— Task details —
Can you reproduce everything from the line containing "of the interlaced" down to the line containing "229L49 230L49 237L54", renaming "interlaced stone carving" to "carved stone panel" and leaving all else unchanged?

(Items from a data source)
◆ ◆ ◆ ◆ ◆ ◆ ◆

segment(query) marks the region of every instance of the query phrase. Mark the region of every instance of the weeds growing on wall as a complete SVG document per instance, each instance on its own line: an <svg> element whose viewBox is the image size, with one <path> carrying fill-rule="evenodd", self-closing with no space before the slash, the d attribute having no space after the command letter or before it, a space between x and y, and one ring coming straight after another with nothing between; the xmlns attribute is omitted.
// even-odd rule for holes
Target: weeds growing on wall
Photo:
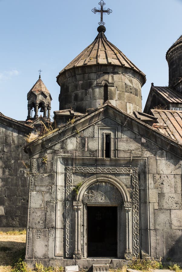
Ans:
<svg viewBox="0 0 182 272"><path fill-rule="evenodd" d="M151 269L162 269L161 260L159 261L154 259L145 258L142 260L134 258L128 265L129 268L142 271L149 271Z"/></svg>

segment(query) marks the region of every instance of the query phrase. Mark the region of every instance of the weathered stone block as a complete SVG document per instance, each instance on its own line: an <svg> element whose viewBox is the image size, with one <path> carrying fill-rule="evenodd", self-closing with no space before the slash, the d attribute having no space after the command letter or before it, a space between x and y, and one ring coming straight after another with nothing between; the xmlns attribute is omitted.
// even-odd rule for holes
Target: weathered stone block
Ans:
<svg viewBox="0 0 182 272"><path fill-rule="evenodd" d="M48 229L33 229L33 240L34 258L47 259L48 255ZM40 250L40 248L41 250Z"/></svg>
<svg viewBox="0 0 182 272"><path fill-rule="evenodd" d="M174 193L174 175L156 174L154 176L155 188L160 188L161 193Z"/></svg>
<svg viewBox="0 0 182 272"><path fill-rule="evenodd" d="M117 89L116 87L108 87L108 99L109 100L117 99Z"/></svg>
<svg viewBox="0 0 182 272"><path fill-rule="evenodd" d="M166 193L159 193L159 209L180 209L182 208L180 194Z"/></svg>
<svg viewBox="0 0 182 272"><path fill-rule="evenodd" d="M118 148L120 151L141 150L141 139L118 139Z"/></svg>
<svg viewBox="0 0 182 272"><path fill-rule="evenodd" d="M156 229L171 228L170 210L154 210L154 218L155 228Z"/></svg>
<svg viewBox="0 0 182 272"><path fill-rule="evenodd" d="M131 131L126 130L122 132L121 137L122 138L136 138L136 134Z"/></svg>
<svg viewBox="0 0 182 272"><path fill-rule="evenodd" d="M36 175L35 177L36 186L51 185L54 184L54 176L52 174Z"/></svg>
<svg viewBox="0 0 182 272"><path fill-rule="evenodd" d="M180 162L172 160L157 160L157 173L159 174L180 174Z"/></svg>
<svg viewBox="0 0 182 272"><path fill-rule="evenodd" d="M75 150L76 146L76 137L72 137L65 140L64 146L65 149L67 150Z"/></svg>
<svg viewBox="0 0 182 272"><path fill-rule="evenodd" d="M164 257L172 260L181 259L182 255L182 236L181 230L164 230Z"/></svg>
<svg viewBox="0 0 182 272"><path fill-rule="evenodd" d="M30 228L45 228L45 209L30 209L29 216L29 227Z"/></svg>
<svg viewBox="0 0 182 272"><path fill-rule="evenodd" d="M46 204L45 227L51 228L55 227L55 202L47 202Z"/></svg>
<svg viewBox="0 0 182 272"><path fill-rule="evenodd" d="M32 208L41 208L42 206L43 196L40 192L32 192L30 193L30 207Z"/></svg>
<svg viewBox="0 0 182 272"><path fill-rule="evenodd" d="M182 229L182 213L181 210L171 210L171 228Z"/></svg>

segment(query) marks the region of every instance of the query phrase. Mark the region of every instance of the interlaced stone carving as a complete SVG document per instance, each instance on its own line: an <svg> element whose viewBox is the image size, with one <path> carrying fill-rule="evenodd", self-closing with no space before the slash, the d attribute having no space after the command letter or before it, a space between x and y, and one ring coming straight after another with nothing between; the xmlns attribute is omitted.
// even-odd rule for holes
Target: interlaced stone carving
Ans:
<svg viewBox="0 0 182 272"><path fill-rule="evenodd" d="M138 215L139 194L138 168L131 167L88 167L69 166L66 167L67 180L66 188L66 256L71 257L72 252L72 234L70 227L70 214L71 193L72 185L72 174L75 173L94 174L130 174L132 177L133 222L133 248L134 257L139 257L139 218ZM68 200L69 200L69 201ZM127 202L130 203L130 202ZM126 204L128 205L128 204ZM128 204L129 205L129 204ZM130 258L132 254L128 254L125 257ZM129 255L130 256L129 256Z"/></svg>
<svg viewBox="0 0 182 272"><path fill-rule="evenodd" d="M54 229L49 230L49 237L54 237Z"/></svg>

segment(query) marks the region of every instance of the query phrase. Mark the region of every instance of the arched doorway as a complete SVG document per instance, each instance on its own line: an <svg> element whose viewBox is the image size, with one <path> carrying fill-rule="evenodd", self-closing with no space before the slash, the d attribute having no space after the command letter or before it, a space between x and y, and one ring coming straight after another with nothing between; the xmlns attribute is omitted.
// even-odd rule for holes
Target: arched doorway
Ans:
<svg viewBox="0 0 182 272"><path fill-rule="evenodd" d="M74 202L74 255L78 258L130 258L129 194L120 181L102 176L84 183Z"/></svg>

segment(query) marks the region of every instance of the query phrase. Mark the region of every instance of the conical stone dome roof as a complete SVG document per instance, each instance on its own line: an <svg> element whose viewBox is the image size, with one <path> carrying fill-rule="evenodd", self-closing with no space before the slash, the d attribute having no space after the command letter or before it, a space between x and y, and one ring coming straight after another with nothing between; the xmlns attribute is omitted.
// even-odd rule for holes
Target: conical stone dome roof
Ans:
<svg viewBox="0 0 182 272"><path fill-rule="evenodd" d="M37 81L35 83L32 87L30 90L27 94L28 96L30 93L32 92L37 95L38 94L42 92L45 93L47 96L51 96L50 93L48 90L47 87L42 80L40 76ZM51 96L51 100L52 99Z"/></svg>
<svg viewBox="0 0 182 272"><path fill-rule="evenodd" d="M167 51L167 53L166 53L166 58L167 58L167 54L168 53L168 52L173 47L174 47L176 46L176 45L179 44L181 44L182 43L182 35L181 35L180 37L177 39L177 40L176 40L175 43L174 43L173 44L171 45L171 46L170 47Z"/></svg>
<svg viewBox="0 0 182 272"><path fill-rule="evenodd" d="M99 27L99 33L94 41L69 63L59 73L76 67L98 64L118 66L129 68L141 74L145 74L115 45L107 39L104 32L105 28ZM59 76L58 76L57 77Z"/></svg>

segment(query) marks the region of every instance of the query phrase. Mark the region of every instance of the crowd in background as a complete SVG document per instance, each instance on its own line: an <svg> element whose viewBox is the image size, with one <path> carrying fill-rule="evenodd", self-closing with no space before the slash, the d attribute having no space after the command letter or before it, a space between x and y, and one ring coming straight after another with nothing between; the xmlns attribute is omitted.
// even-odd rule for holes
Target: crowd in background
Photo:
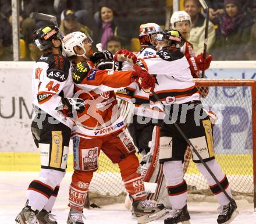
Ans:
<svg viewBox="0 0 256 224"><path fill-rule="evenodd" d="M40 55L33 35L47 23L30 18L32 12L55 15L64 34L81 31L115 53L121 48L131 49L141 24L153 22L164 28L168 1L20 0L20 37L26 49L22 59L35 61ZM208 52L214 60L256 60L256 0L205 1L211 20ZM198 0L184 0L183 6L191 17L188 41L197 54L203 51L205 14ZM0 0L0 61L13 59L12 33L11 0Z"/></svg>

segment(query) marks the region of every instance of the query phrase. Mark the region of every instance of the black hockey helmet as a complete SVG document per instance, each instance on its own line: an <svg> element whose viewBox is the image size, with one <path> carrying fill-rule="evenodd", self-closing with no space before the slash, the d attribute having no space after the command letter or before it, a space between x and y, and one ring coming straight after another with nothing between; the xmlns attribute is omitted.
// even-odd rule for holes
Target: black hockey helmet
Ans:
<svg viewBox="0 0 256 224"><path fill-rule="evenodd" d="M182 34L177 30L165 30L157 34L155 40L167 41L167 47L172 47L173 44L177 49L180 48L185 41Z"/></svg>
<svg viewBox="0 0 256 224"><path fill-rule="evenodd" d="M61 32L57 27L54 25L47 25L34 32L33 41L40 51L43 51L53 47L52 39L61 40L62 37Z"/></svg>

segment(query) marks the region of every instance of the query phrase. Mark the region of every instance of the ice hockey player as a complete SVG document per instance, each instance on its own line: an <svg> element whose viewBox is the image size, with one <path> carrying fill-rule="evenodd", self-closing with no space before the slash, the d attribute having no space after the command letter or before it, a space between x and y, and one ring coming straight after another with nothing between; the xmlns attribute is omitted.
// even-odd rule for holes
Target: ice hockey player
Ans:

◆ ◆ ◆ ◆ ◆ ◆ ◆

— Written answer —
segment(query) marks the region of every instance of the query phrase. Mark the region of every instance of the carved stone panel as a complete SVG document per instance, each instance on its own line: an <svg> element whose viewBox is the image size, with one <path> carrying fill-rule="evenodd", self-closing with no space before the slash, the d attribute having no space after the command letter or before it, a space between x and y, and one ring coming straight after another with nothing between; the xmlns attribute is omitted.
// even-odd rule for holes
Target: carved stone panel
Ans:
<svg viewBox="0 0 182 272"><path fill-rule="evenodd" d="M138 215L139 194L138 168L131 167L88 167L69 166L66 167L67 180L66 188L66 256L71 257L72 252L72 234L70 227L70 214L71 193L72 185L72 174L75 173L94 174L130 174L132 177L133 222L133 248L134 257L139 257L139 218ZM68 200L69 200L69 201ZM127 202L130 203L130 202ZM126 204L128 205L128 204ZM128 204L129 205L129 204ZM130 258L132 254L128 254L125 257ZM129 255L130 256L129 256Z"/></svg>
<svg viewBox="0 0 182 272"><path fill-rule="evenodd" d="M54 229L49 230L49 237L54 237Z"/></svg>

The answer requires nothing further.